** EXTRACT TO READ **
Mr.J.Roberts-Jones            Liverpool City Council

Dr.D.A.Rutherford             U.M.I.S.T.

Dr.A.Sambles                  Philips Industries

Dr.L.Schonfelder              Birmingham University

Mr.J.D.Wilson                 Leicester University

Mr.R.Woollett                 U.L.C.C.

Mr.P.A.Clarke (Secretary)     Rothamsted Experimental Station


1.   Approval of Minutes of Previous Meeting


The minutes of the meeting of 6th December 1976 were approved

subject to the following corrections: In section 1, The first

occurrence of "recommending" should have read "recommedning".

In 3.1 paragraph 1 ':*' should read ';*'. In 3.1 paragraph 2

'it's' should read 'its'. In 5. 'Mr.Muxworthy had had no reply etc.'

should read 'Mr.Muxworthy had had a reply, but it was not satisfactory'.


2.   Matters Arising from the Minutes


In 3.1 of the minutes of the December 1976 minutes it was

stated that X3J3 had received over 600 public comments on dpANS

(March 76). Mr.Muxworthy had revised information that 289 letters

consisting of 1225 pages consisting of 2388 comments had now been

received.


3.   Activities of Other Fortran Groups


3.1  ANSI X3J3 Committee Activities


The minutes of the November meeting of X3J3 had been received

and the decisions taken were reviewed. Mr.Muxworthy noted some

discrepancies in the revised draft (X3J3/76.5, Nov.1976) and

these were sent to X3J3. The minutes of the January meeting

had not been received but a summary document

had been received from Dr.Meissner (Appendix A). It was known

that Mr.D.Maisey (ICL) had attended the January meeting and it

was regretted that he was unable to attend this meeting to

elaborate on some of the decisions.


From the summary, it was not clear if the new syntax for

CHARACTER declarations was an alternative or a replacement.


3.2  International Purdue Workshop (IPW) Activities


The Minutes of the joint meeting of the Fortran Committee

of the IPW and the ISA SP61 Committee on Industrial Fortran,

8-11th November 1976, had been received. Enclosed were working

papers entitled "Management of Parallel Activities in Real-Time

Fortran" by D.Pettersen, "Initiation Key Words" by M.Gordon-

Clark , "Notes on Tasking"by Mrs. M.Hands, "A Rationale and

Proposal for Fortran Extension for Task Management" by R.Curtis

and a "Proposal to Improve the Fortran SUBROUTINE and FUNCTION

statements and their reference" by R.Caro.

** SHORT PROBLEM **
Answer these questions on the Fortran meeting minutes above.
(a) According to Mr.Muxworthy's revised information, how many letters on dpANS had been received?
(b) Who sent the summary document of the January X3J3 meeting?
(c) Who wrote the working paper "Notes on Tasking"?

** RAW RECORDS **
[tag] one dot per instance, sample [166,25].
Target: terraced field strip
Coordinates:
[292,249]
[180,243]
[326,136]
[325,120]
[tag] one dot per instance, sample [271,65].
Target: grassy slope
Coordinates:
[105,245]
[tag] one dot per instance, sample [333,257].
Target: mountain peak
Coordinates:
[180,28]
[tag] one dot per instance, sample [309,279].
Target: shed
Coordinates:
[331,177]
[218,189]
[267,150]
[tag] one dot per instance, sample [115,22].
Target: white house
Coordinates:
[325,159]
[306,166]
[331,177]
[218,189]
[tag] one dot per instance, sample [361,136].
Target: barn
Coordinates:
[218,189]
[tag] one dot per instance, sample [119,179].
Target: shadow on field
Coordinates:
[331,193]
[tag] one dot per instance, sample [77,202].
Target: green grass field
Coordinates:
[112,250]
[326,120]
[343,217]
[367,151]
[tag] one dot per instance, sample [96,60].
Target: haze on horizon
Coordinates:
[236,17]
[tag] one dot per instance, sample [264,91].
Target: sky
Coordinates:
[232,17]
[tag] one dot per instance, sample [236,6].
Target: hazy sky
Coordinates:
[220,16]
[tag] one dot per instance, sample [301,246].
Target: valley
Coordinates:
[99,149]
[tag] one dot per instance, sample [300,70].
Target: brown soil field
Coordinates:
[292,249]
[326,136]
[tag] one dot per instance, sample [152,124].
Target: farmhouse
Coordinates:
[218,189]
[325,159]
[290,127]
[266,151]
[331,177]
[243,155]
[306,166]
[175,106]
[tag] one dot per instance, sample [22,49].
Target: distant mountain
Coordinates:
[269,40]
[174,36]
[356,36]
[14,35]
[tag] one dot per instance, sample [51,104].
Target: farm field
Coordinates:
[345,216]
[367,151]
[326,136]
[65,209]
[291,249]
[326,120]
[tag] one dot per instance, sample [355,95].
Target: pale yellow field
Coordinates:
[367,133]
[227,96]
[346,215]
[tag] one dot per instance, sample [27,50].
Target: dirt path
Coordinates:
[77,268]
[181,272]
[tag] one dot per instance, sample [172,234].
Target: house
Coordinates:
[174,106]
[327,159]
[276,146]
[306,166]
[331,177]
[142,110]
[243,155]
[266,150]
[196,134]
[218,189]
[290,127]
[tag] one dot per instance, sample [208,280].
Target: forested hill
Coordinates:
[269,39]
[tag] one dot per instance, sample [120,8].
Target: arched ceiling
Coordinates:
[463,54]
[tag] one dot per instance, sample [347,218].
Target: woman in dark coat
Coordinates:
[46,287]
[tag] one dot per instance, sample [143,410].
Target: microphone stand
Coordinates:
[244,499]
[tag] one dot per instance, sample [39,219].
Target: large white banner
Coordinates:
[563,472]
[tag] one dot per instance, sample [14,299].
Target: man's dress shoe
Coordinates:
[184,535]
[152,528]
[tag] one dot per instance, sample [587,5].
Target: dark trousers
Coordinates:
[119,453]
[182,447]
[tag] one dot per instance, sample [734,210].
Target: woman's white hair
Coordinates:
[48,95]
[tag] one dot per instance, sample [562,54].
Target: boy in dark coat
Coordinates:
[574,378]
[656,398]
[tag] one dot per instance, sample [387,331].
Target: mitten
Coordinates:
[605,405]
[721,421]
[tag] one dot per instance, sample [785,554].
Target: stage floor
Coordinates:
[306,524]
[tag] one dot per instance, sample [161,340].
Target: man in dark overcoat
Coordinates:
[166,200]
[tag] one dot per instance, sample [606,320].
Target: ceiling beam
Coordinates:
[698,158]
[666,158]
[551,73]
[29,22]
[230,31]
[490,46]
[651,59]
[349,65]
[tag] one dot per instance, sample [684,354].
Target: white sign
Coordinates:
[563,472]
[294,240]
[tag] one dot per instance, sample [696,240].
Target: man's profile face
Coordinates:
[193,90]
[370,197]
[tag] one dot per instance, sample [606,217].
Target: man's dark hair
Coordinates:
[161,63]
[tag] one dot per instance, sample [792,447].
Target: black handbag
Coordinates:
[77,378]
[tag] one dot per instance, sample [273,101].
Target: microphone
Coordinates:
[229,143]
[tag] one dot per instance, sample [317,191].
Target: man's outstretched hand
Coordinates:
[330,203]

** THE SOLUTION **
(a) 289 letters, consisting of 1225 pages and 2388 comments.
(b) Dr.Meissner.
(c) Mrs. M.Hands.